Which lines below contain the word "street"? Copy each one out in full.

▶ [Supplied information]:
::::
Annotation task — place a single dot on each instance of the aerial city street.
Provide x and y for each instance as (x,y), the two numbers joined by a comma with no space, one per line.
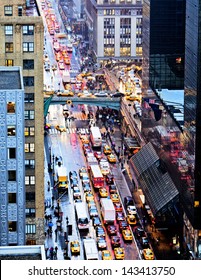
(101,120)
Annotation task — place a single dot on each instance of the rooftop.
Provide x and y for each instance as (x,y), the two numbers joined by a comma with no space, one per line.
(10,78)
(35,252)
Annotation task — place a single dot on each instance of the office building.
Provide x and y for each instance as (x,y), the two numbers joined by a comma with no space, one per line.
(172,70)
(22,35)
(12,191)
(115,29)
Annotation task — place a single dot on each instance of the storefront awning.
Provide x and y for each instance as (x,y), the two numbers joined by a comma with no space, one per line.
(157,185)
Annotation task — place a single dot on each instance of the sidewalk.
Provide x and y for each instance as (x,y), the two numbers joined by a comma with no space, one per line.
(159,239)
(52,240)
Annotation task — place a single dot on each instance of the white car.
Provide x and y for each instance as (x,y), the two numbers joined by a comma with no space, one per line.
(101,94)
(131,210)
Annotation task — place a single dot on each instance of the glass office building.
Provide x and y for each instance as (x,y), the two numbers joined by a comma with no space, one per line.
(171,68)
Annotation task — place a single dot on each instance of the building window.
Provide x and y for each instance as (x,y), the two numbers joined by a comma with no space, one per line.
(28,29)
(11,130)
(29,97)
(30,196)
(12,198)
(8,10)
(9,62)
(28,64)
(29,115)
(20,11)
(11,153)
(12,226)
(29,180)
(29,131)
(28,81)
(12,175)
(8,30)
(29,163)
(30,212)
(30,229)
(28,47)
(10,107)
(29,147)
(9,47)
::::
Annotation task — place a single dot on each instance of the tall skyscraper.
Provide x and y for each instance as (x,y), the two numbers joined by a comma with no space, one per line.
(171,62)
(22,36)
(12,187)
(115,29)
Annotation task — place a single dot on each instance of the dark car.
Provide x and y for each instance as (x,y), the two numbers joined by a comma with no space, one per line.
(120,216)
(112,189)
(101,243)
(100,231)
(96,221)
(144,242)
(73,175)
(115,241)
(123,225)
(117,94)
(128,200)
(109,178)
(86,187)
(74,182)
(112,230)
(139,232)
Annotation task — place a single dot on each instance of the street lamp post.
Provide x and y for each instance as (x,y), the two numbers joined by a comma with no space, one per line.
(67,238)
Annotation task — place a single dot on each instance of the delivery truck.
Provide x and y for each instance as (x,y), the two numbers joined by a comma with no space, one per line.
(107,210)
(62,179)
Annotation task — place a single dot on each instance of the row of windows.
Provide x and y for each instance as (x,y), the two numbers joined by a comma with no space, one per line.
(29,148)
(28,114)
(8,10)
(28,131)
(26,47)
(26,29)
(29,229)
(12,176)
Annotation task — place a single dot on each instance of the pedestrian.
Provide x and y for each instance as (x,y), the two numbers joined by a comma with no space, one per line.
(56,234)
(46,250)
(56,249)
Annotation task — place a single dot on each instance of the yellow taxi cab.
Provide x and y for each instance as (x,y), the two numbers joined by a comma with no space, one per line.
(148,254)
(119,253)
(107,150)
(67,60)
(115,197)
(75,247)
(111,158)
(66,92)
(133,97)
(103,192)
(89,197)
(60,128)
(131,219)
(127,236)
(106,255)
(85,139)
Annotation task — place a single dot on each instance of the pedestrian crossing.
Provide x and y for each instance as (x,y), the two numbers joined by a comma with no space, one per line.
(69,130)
::::
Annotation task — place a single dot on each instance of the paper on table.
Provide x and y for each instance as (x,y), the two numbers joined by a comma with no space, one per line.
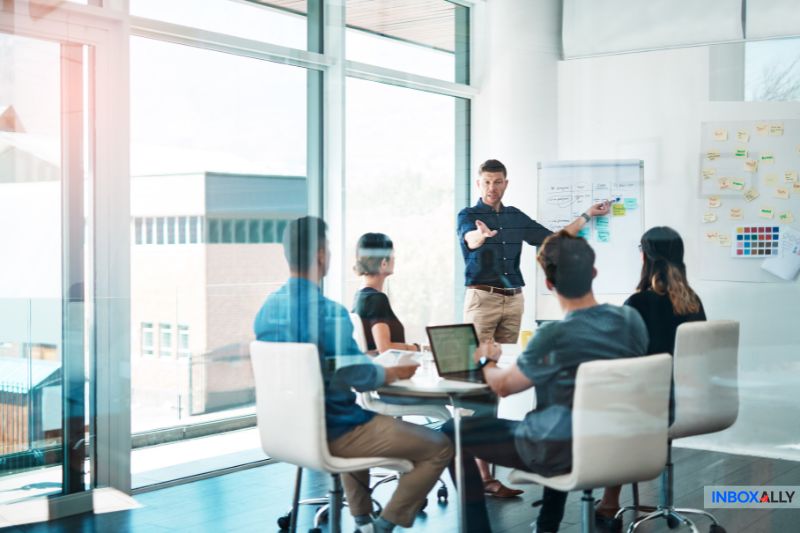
::::
▶ [Complete output]:
Annotation task — place a single dot on each instance of the aerial city street.
Annotation task — place a single dot on each instance of the street lamp post.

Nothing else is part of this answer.